**INSTRUCTION 1:** In the review excerpt below, rewrite the stretch from "The government’s long" through "war is hell.", substituting "battlefield" for "war zone".

The government’s long arms are omnipresent, even if the relevant war zone is halfway around the world. In one story, a loner confronts racial fear, dysfunctional public transportation, and the crushing power of the state while dealing with the troubles of an undocumented friend. More obvious are the recurring stories of the ordinary people-- cubicle dwellers, mailroom boys, and unemployed--who find their lives somehow altered by the distant conflict. Disaffected young men join the military in search of identity and social approval. Back home, as if things weren’t bad enough in dystopia, the weather is always too hot or cold. As several of the characters state, it’s unfortunate that the soldiers have to come home during a spell of unusually cold weather; war is hell.

Brief Encounters contains recurring instances of superficial and ubiquitous displays of nationalism, which are invariably accompanied by compulsive and unquestioning support for the prevailing foreign military policy. Micheal Billig, a prominent British social scientist, coined the term “banal nationalism” to describe what he called “the everyday representations of the nation, which build an imagined sense of national solidarity and belonging amongst humans.” This concept is repeatedly demonstrated by the hapless inhabitants of Sayrafiezadeh’s world, not least as a sub-textual critique of the nature of the American war-society:

Sitting in the back of the J-23B with the air-conditioning barely working, I stared out the window as we crawled through residential neighborhoods whose houses were all hung with flags. There was no breeze, and the flags hung limply. Some of the homes displayed the MIA and POW flags from bygone wars, and every so often there’d be a sign stuck in a window that said PEACE or NO WAR or something to that effect, but those were few and far between, and for the most part everyone was on the same page.

In another piece, the narrator’s coworker hosts a party before his departure to basic training and then subsequent deployment to the war. The atmosphere is described in bland, devastating detail:

Joey Joey was on the deck with everyone I hadn’t seen in a long time. Everyone had put on weight. The flag was out and it was waving in the breeze. The breeze felt nice. It was going to be a nice spring. “If more people made an effort to keep the flag out,” someone said, “we wouldn’t be in the mess we’re in today.” Everyone agreed.

**INSTRUCTION 2:** Give back, word for word, the stretch of the records from their start through the line that contains "[110,52,116,61]".

**SUPPLIED RECORDS:**

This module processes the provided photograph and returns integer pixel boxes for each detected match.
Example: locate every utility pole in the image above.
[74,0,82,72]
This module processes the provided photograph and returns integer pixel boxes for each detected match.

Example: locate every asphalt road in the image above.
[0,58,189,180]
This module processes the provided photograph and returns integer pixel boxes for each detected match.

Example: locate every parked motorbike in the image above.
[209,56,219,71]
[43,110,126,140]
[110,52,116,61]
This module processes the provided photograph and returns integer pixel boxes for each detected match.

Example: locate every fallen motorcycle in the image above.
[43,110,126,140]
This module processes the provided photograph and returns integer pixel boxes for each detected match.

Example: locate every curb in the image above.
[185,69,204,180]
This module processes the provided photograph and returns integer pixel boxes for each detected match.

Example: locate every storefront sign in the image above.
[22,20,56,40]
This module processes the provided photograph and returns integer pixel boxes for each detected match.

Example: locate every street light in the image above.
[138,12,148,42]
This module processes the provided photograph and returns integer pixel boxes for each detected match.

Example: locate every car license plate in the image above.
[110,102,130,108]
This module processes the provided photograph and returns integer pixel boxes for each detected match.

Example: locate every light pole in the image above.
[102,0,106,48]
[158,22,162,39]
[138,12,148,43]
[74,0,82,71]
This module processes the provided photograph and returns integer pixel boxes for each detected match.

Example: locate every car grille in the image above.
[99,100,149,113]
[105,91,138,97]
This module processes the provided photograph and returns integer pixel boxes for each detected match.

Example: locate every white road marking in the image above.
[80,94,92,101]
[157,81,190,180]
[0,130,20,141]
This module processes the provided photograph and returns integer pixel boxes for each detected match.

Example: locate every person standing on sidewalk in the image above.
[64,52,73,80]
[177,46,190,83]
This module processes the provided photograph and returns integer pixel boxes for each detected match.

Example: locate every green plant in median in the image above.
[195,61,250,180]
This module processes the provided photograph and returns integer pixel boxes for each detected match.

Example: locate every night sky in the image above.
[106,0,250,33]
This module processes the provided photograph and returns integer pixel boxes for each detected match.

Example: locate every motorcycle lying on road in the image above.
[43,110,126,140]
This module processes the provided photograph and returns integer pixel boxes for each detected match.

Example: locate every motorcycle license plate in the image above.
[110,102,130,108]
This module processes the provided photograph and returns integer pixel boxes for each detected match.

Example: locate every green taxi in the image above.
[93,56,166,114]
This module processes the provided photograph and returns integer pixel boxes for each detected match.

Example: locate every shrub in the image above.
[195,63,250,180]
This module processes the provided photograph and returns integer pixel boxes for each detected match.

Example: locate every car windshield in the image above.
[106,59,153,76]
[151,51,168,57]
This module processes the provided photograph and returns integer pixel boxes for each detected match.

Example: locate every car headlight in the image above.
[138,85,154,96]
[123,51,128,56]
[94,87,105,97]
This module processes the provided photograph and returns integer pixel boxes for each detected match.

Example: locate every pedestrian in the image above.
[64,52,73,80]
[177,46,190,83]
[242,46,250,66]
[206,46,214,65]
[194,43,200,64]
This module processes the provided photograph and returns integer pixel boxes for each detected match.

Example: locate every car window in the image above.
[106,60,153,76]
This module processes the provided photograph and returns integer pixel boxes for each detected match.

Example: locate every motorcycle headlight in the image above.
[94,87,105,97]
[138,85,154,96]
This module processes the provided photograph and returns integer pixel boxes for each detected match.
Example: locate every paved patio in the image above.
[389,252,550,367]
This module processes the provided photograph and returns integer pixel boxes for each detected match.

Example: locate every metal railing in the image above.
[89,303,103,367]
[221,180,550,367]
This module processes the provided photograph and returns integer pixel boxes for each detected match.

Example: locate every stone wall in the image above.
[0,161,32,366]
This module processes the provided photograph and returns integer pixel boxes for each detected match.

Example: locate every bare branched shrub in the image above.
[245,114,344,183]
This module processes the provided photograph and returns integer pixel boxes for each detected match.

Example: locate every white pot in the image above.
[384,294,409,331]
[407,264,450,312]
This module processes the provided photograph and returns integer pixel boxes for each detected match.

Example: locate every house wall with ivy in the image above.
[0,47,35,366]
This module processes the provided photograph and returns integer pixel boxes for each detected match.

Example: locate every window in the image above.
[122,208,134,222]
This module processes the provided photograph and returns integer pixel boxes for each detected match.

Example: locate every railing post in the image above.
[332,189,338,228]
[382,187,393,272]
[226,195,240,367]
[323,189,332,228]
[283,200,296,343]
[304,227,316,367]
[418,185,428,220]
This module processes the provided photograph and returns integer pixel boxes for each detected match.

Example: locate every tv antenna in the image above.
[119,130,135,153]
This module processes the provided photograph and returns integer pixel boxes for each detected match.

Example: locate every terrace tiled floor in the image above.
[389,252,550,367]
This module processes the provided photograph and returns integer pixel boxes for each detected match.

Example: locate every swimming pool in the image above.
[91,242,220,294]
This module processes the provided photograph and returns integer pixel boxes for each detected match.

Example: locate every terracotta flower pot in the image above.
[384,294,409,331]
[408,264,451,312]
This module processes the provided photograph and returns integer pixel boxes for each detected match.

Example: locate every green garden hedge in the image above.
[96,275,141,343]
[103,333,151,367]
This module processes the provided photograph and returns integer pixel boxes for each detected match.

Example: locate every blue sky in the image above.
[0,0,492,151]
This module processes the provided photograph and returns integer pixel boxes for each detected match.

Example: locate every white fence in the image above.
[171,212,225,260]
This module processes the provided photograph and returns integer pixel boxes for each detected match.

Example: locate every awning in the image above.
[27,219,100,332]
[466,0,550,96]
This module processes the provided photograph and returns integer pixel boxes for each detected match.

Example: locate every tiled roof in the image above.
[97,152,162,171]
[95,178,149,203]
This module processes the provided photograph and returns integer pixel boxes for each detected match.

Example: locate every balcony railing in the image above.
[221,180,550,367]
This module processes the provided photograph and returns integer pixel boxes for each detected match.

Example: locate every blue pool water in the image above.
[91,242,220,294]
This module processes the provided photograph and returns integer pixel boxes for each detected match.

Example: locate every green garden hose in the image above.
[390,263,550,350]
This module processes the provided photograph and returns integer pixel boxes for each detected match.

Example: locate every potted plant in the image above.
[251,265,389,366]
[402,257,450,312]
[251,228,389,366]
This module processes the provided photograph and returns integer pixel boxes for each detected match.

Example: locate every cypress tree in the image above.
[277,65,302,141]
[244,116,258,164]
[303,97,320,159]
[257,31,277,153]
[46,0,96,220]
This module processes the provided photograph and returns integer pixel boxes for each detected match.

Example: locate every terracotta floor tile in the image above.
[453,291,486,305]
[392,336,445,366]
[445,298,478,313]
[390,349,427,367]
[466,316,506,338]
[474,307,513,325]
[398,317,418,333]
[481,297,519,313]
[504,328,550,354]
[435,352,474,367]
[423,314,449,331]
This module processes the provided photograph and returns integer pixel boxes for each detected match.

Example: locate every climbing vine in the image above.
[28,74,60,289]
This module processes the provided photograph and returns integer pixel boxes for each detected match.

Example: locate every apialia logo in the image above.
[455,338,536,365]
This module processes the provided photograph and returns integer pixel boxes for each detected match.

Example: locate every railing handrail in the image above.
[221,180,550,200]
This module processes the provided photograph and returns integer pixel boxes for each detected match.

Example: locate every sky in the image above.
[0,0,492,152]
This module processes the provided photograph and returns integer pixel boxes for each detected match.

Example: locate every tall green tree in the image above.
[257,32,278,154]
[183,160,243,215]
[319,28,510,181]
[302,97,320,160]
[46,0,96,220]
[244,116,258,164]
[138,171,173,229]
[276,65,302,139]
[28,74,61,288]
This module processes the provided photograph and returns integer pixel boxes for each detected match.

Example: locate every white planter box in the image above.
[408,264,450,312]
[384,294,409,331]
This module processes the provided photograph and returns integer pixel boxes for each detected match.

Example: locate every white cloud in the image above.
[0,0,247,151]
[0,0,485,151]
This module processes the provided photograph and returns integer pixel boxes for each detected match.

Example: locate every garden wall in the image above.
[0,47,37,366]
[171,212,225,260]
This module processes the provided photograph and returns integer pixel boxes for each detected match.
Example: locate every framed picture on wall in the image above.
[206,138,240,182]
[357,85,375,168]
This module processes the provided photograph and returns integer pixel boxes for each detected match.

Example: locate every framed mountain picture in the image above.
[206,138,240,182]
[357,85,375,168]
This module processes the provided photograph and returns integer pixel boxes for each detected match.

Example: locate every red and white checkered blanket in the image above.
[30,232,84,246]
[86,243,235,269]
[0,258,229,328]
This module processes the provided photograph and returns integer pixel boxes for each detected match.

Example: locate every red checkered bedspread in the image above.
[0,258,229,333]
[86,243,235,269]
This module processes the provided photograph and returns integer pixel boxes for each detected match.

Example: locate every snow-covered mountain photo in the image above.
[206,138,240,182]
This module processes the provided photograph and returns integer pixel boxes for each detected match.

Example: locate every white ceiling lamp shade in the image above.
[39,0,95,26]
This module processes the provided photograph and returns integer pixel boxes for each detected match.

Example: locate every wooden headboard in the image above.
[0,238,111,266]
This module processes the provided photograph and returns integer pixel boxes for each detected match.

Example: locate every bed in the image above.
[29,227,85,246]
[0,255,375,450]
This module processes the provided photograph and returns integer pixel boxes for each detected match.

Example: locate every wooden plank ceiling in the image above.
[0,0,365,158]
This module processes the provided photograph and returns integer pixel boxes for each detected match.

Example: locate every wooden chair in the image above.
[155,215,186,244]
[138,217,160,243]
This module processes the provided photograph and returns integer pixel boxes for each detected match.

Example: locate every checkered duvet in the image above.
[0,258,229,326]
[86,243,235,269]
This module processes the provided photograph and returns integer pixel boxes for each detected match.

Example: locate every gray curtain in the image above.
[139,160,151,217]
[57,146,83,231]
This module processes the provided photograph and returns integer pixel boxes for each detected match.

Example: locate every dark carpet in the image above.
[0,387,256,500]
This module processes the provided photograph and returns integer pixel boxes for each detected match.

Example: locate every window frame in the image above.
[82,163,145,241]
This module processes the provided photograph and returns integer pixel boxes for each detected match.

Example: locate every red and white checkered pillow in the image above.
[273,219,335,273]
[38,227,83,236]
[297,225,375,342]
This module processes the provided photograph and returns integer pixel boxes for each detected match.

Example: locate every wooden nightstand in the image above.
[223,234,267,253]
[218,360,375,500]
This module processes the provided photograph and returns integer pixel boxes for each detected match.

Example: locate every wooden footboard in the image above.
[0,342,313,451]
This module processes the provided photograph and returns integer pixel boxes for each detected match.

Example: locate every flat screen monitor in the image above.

**EXERCISE OUTPUT 1:**
The government’s long arms are omnipresent, even if the relevant battlefield is halfway around the world. In one story, a loner confronts racial fear, dysfunctional public transportation, and the crushing power of the state while dealing with the troubles of an undocumented friend. More obvious are the recurring stories of the ordinary people-- cubicle dwellers, mailroom boys, and unemployed--who find their lives somehow altered by the distant conflict. Disaffected young men join the military in search of identity and social approval. Back home, as if things weren’t bad enough in dystopia, the weather is always too hot or cold. As several of the characters state, it’s unfortunate that the soldiers have to come home during a spell of unusually cold weather; war is hell.

**EXERCISE OUTPUT 2:**
This module processes the provided photograph and returns integer pixel boxes for each detected match.
Example: locate every utility pole in the image above.
[74,0,82,72]
This module processes the provided photograph and returns integer pixel boxes for each detected match.

Example: locate every asphalt road in the image above.
[0,58,189,180]
This module processes the provided photograph and returns integer pixel boxes for each detected match.

Example: locate every parked motorbike in the image above.
[209,56,219,71]
[43,110,126,140]
[110,52,116,61]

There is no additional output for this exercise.